- **ABOUT THIS EXERCISE**
Line by line, give the data again exactly as it appears, but without pictures.

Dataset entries
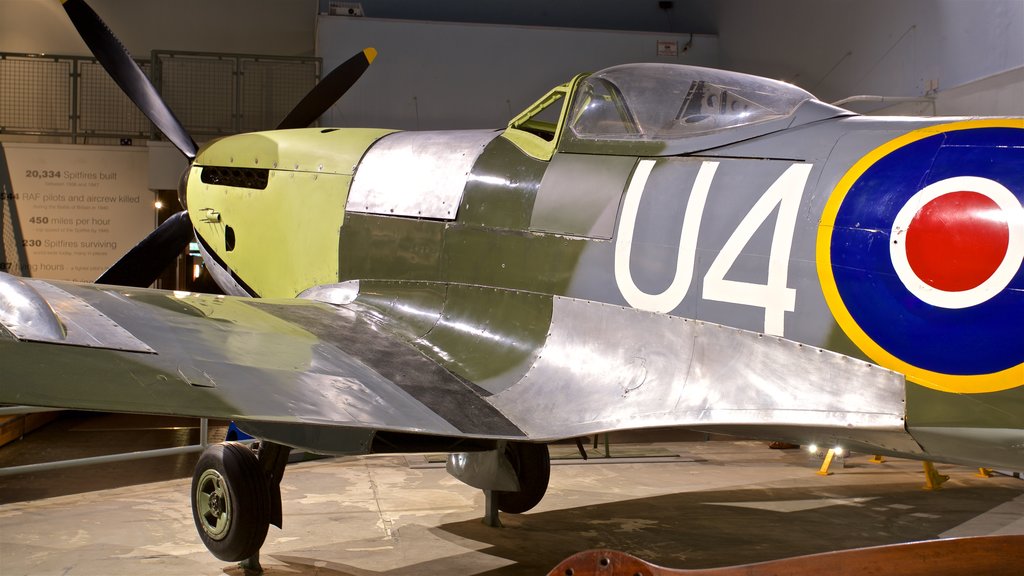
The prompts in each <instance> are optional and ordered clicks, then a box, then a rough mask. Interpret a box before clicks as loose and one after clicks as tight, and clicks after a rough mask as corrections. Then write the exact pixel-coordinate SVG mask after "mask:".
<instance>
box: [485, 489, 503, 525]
mask: <svg viewBox="0 0 1024 576" xmlns="http://www.w3.org/2000/svg"><path fill="white" fill-rule="evenodd" d="M483 507H484V510H483V525H484V526H489V527H490V528H501V527H502V519H501V515H499V513H498V509H499V508H498V496H497V493H496V492H495V491H494V490H484V491H483Z"/></svg>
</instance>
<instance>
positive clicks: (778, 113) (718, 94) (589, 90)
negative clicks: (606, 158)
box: [568, 64, 814, 141]
mask: <svg viewBox="0 0 1024 576" xmlns="http://www.w3.org/2000/svg"><path fill="white" fill-rule="evenodd" d="M813 98H814V96H812V95H811V94H810V93H808V92H806V91H804V90H802V89H800V88H798V87H796V86H793V85H791V84H786V83H784V82H777V81H774V80H769V79H766V78H760V77H757V76H750V75H746V74H739V73H735V72H725V71H720V70H714V69H708V68H698V67H689V66H677V65H667V64H642V65H626V66H616V67H613V68H609V69H606V70H603V71H601V72H598V73H596V74H593V75H591V76H589V77H588V78H586V79H585V80H583V82H582V83H581V84H580V86H579V88H578V90H577V92H575V97H574V98H573V101H572V105H571V109H570V111H569V115H568V128H569V129H570V130H571V132H572V134H573V135H574V136H575V137H577V138H580V139H602V140H608V139H612V140H648V141H649V140H672V139H677V138H683V137H689V136H695V135H702V134H708V133H711V132H715V131H718V130H721V129H723V128H729V127H735V126H743V125H748V124H756V123H761V122H767V121H769V120H775V119H778V118H783V117H786V116H790V115H791V114H793V113H794V112H795V111H796V109H797V107H798V106H800V105H801V104H802V102H804V101H805V100H810V99H813Z"/></svg>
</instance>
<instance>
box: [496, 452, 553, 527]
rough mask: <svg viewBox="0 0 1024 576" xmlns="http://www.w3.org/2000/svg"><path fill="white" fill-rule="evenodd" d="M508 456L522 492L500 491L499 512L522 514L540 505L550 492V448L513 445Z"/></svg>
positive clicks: (497, 492) (499, 496) (496, 493)
mask: <svg viewBox="0 0 1024 576" xmlns="http://www.w3.org/2000/svg"><path fill="white" fill-rule="evenodd" d="M505 456H506V457H507V458H508V459H509V462H510V463H511V464H512V469H514V470H515V476H516V478H517V479H518V480H519V491H518V492H502V491H496V492H495V497H496V498H497V500H498V509H500V510H502V511H503V512H508V513H522V512H524V511H526V510H529V509H530V508H532V507H534V506H536V505H537V504H539V503H540V502H541V499H542V498H544V493H545V492H547V491H548V480H549V479H550V478H551V456H550V455H549V454H548V445H547V444H523V443H519V442H510V443H508V445H506V447H505Z"/></svg>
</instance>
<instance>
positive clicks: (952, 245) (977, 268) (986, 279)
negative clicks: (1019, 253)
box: [906, 191, 1010, 292]
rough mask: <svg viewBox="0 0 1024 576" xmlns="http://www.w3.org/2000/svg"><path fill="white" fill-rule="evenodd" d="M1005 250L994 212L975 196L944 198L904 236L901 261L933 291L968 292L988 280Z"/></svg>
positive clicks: (934, 205) (911, 228) (941, 199)
mask: <svg viewBox="0 0 1024 576" xmlns="http://www.w3.org/2000/svg"><path fill="white" fill-rule="evenodd" d="M1009 245H1010V223H1009V222H1008V221H1007V216H1006V214H1004V213H1002V210H1001V209H1000V208H999V206H998V205H997V204H996V203H995V202H994V201H993V200H992V199H990V198H988V197H987V196H985V195H983V194H979V193H977V192H967V191H965V192H953V193H950V194H944V195H942V196H940V197H938V198H936V199H934V200H932V201H931V202H929V203H928V204H925V206H923V207H922V208H921V211H919V212H918V214H916V215H914V217H913V219H912V220H911V221H910V225H909V227H908V230H907V232H906V258H907V261H908V263H909V264H910V268H911V269H912V270H913V272H914V274H915V275H918V278H920V279H921V280H922V281H923V282H925V283H926V284H928V285H929V286H931V287H932V288H935V289H937V290H944V291H946V292H959V291H964V290H970V289H972V288H975V287H977V286H980V285H981V283H983V282H985V281H986V280H988V278H989V277H991V276H992V274H993V273H994V272H995V270H996V269H997V268H998V266H999V264H1000V263H1001V262H1002V259H1004V258H1005V257H1006V255H1007V248H1008V247H1009Z"/></svg>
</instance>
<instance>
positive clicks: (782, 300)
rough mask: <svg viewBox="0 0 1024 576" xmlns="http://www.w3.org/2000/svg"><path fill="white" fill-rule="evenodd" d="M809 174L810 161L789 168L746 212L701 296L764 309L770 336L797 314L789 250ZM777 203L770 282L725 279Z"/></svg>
mask: <svg viewBox="0 0 1024 576" xmlns="http://www.w3.org/2000/svg"><path fill="white" fill-rule="evenodd" d="M810 172H811V164H794V165H793V166H790V168H788V169H786V171H785V172H783V173H782V175H781V176H779V177H778V179H776V180H775V182H774V183H772V184H771V187H770V188H769V189H768V190H767V191H765V193H764V195H762V196H761V198H760V199H759V200H758V201H757V203H755V204H754V206H753V207H752V208H751V210H750V211H749V212H748V213H746V215H745V216H743V219H742V220H741V221H740V222H739V225H737V227H736V230H735V231H733V233H732V235H731V236H730V237H729V240H727V241H726V243H725V246H723V247H722V251H721V252H719V254H718V256H717V257H716V258H715V260H714V261H713V262H712V264H711V268H710V269H708V274H707V275H706V276H705V283H703V294H702V296H703V298H705V299H706V300H715V301H719V302H732V303H737V304H745V305H749V306H759V307H763V308H765V328H764V331H765V333H766V334H774V335H777V336H781V335H782V333H783V328H784V324H785V313H786V312H793V311H794V310H795V307H796V303H797V291H796V290H795V289H794V288H790V287H787V286H786V284H787V282H788V278H790V275H788V273H790V250H791V248H793V235H794V231H795V230H796V227H797V216H798V213H799V211H800V199H801V197H802V196H803V195H804V184H805V183H806V182H807V177H808V175H809V174H810ZM776 206H778V216H777V218H776V220H775V232H774V234H773V236H772V243H771V252H770V253H769V256H768V283H767V284H754V283H751V282H739V281H735V280H726V279H725V275H726V274H728V273H729V270H730V269H731V268H732V265H733V264H734V263H735V262H736V258H737V257H739V253H740V251H742V249H743V247H744V246H746V244H748V243H749V242H750V241H751V238H753V237H754V234H755V233H756V232H757V231H758V229H759V228H761V224H762V223H764V222H765V221H766V220H767V219H768V217H769V216H771V213H772V212H773V211H774V210H775V207H776Z"/></svg>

- **WRITTEN RESPONSE**
The prompts in each <instance> are optional and ordered clicks, then a box, then a rough mask. Interpret a box before clicks as loose and one after clicks as tight, and clicks after a rough mask as corrections. Then write the exact pixel-coordinate SVG mask after "mask:".
<instance>
box: [485, 489, 503, 525]
mask: <svg viewBox="0 0 1024 576" xmlns="http://www.w3.org/2000/svg"><path fill="white" fill-rule="evenodd" d="M483 507H484V510H483V525H484V526H489V527H490V528H501V527H502V519H501V515H499V513H498V509H499V508H498V496H497V493H496V492H495V491H494V490H484V491H483Z"/></svg>
</instance>
<instance>
positive clicks: (778, 113) (718, 94) (589, 90)
negative clicks: (606, 158)
box: [568, 64, 814, 141]
mask: <svg viewBox="0 0 1024 576" xmlns="http://www.w3.org/2000/svg"><path fill="white" fill-rule="evenodd" d="M813 98H814V96H812V95H811V94H810V93H808V92H806V91H804V90H802V89H800V88H798V87H796V86H793V85H791V84H786V83H784V82H777V81H774V80H769V79H766V78H760V77H757V76H750V75H746V74H739V73H735V72H725V71H720V70H714V69H708V68H698V67H689V66H677V65H667V64H642V65H626V66H616V67H613V68H609V69H606V70H603V71H601V72H598V73H596V74H593V75H591V76H589V77H588V78H586V79H585V80H583V82H582V83H581V84H580V86H579V88H578V90H577V92H575V97H574V98H573V101H572V105H571V109H570V111H569V115H568V128H569V129H570V130H571V132H572V134H573V135H574V136H575V137H577V138H580V139H602V140H608V139H612V140H648V141H649V140H672V139H677V138H683V137H689V136H695V135H702V134H708V133H711V132H715V131H718V130H721V129H723V128H729V127H735V126H743V125H748V124H756V123H761V122H767V121H769V120H775V119H778V118H783V117H786V116H790V115H791V114H793V113H794V112H795V111H796V109H797V107H798V106H800V105H801V104H802V102H804V101H805V100H810V99H813Z"/></svg>
</instance>
<instance>
box: [496, 452, 553, 527]
rough mask: <svg viewBox="0 0 1024 576" xmlns="http://www.w3.org/2000/svg"><path fill="white" fill-rule="evenodd" d="M508 456L522 492L500 491L499 512L522 514L540 505L550 492V448L513 445Z"/></svg>
positive clicks: (497, 492) (499, 496) (496, 493)
mask: <svg viewBox="0 0 1024 576" xmlns="http://www.w3.org/2000/svg"><path fill="white" fill-rule="evenodd" d="M505 456H506V457H507V458H508V459H509V462H510V463H511V464H512V469H514V470H515V476H516V478H517V479H518V480H519V491H518V492H502V491H496V492H495V497H496V498H497V500H498V509H500V510H502V511H503V512H508V513H522V512H524V511H526V510H529V509H530V508H532V507H534V506H536V505H537V504H539V503H540V502H541V499H542V498H544V493H545V492H547V491H548V480H549V479H550V478H551V456H550V455H549V454H548V445H547V444H523V443H519V442H510V443H508V445H506V447H505Z"/></svg>
</instance>
<instance>
positive clicks: (952, 245) (977, 268) (986, 279)
negative clicks: (1019, 253)
box: [906, 191, 1010, 292]
rough mask: <svg viewBox="0 0 1024 576" xmlns="http://www.w3.org/2000/svg"><path fill="white" fill-rule="evenodd" d="M1005 250L994 212L975 196L944 198L904 236L901 261L933 291L968 292L988 280Z"/></svg>
positive clicks: (934, 205) (911, 228) (941, 199)
mask: <svg viewBox="0 0 1024 576" xmlns="http://www.w3.org/2000/svg"><path fill="white" fill-rule="evenodd" d="M1009 245H1010V223H1009V222H1008V221H1007V216H1006V214H1004V213H1002V210H1001V209H1000V208H999V206H998V205H997V204H996V203H995V202H994V201H993V200H992V199H990V198H988V197H987V196H985V195H983V194H979V193H977V192H967V191H965V192H953V193H950V194H944V195H942V196H940V197H938V198H936V199H934V200H932V201H931V202H929V203H928V204H925V206H923V207H922V208H921V211H919V212H918V214H916V215H914V217H913V219H912V220H911V221H910V225H909V227H908V230H907V232H906V258H907V261H908V263H909V264H910V268H911V269H912V270H913V272H914V274H915V275H918V278H920V279H921V280H922V281H923V282H925V283H926V284H928V285H929V286H931V287H932V288H935V289H937V290H944V291H946V292H959V291H964V290H970V289H972V288H975V287H977V286H980V285H981V283H983V282H985V281H986V280H988V278H989V277H991V276H992V274H993V273H994V272H995V270H996V269H997V268H998V266H999V264H1000V263H1001V262H1002V259H1004V258H1005V257H1006V255H1007V248H1008V247H1009Z"/></svg>
</instance>
<instance>
positive clicks: (782, 300)
rough mask: <svg viewBox="0 0 1024 576" xmlns="http://www.w3.org/2000/svg"><path fill="white" fill-rule="evenodd" d="M809 174L810 161L789 168L746 212L701 296L764 309L770 336L797 314L789 250ZM777 203L770 282L725 279Z"/></svg>
mask: <svg viewBox="0 0 1024 576" xmlns="http://www.w3.org/2000/svg"><path fill="white" fill-rule="evenodd" d="M810 172H811V164H794V165H793V166H790V168H788V169H786V171H785V172H783V173H782V175H781V176H779V177H778V179H776V180H775V182H774V183H772V184H771V187H770V188H769V189H768V190H767V191H765V193H764V195H762V196H761V198H760V199H759V200H758V201H757V203H755V204H754V206H753V207H752V208H751V210H750V211H749V212H748V213H746V215H745V216H743V219H742V220H741V221H740V222H739V225H737V227H736V230H735V231H733V233H732V235H731V236H730V237H729V240H727V241H726V243H725V246H723V247H722V251H721V252H719V254H718V256H717V257H716V258H715V260H714V261H713V262H712V264H711V268H710V269H708V274H707V275H706V276H705V283H703V294H702V296H703V298H705V299H706V300H715V301H719V302H732V303H737V304H745V305H749V306H759V307H763V308H765V328H764V331H765V333H766V334H774V335H777V336H781V335H782V333H783V328H784V324H785V313H786V312H793V311H794V310H795V307H796V303H797V291H796V290H795V289H794V288H790V287H787V286H786V284H787V282H788V278H790V275H788V273H790V250H791V248H793V235H794V231H795V230H796V227H797V216H798V213H799V211H800V199H801V197H802V196H803V195H804V184H805V183H806V182H807V177H808V175H809V174H810ZM776 206H778V216H777V218H776V220H775V232H774V234H773V236H772V243H771V252H770V253H769V256H768V283H767V284H754V283H751V282H739V281H735V280H726V279H725V275H726V274H728V273H729V270H730V269H731V268H732V265H733V264H734V263H735V262H736V258H737V257H739V253H740V251H742V249H743V247H744V246H746V244H748V243H749V242H750V241H751V238H753V237H754V234H755V233H756V232H757V231H758V229H759V228H761V224H762V223H764V222H765V221H766V220H767V219H768V217H769V216H771V213H772V212H773V211H774V210H775V207H776Z"/></svg>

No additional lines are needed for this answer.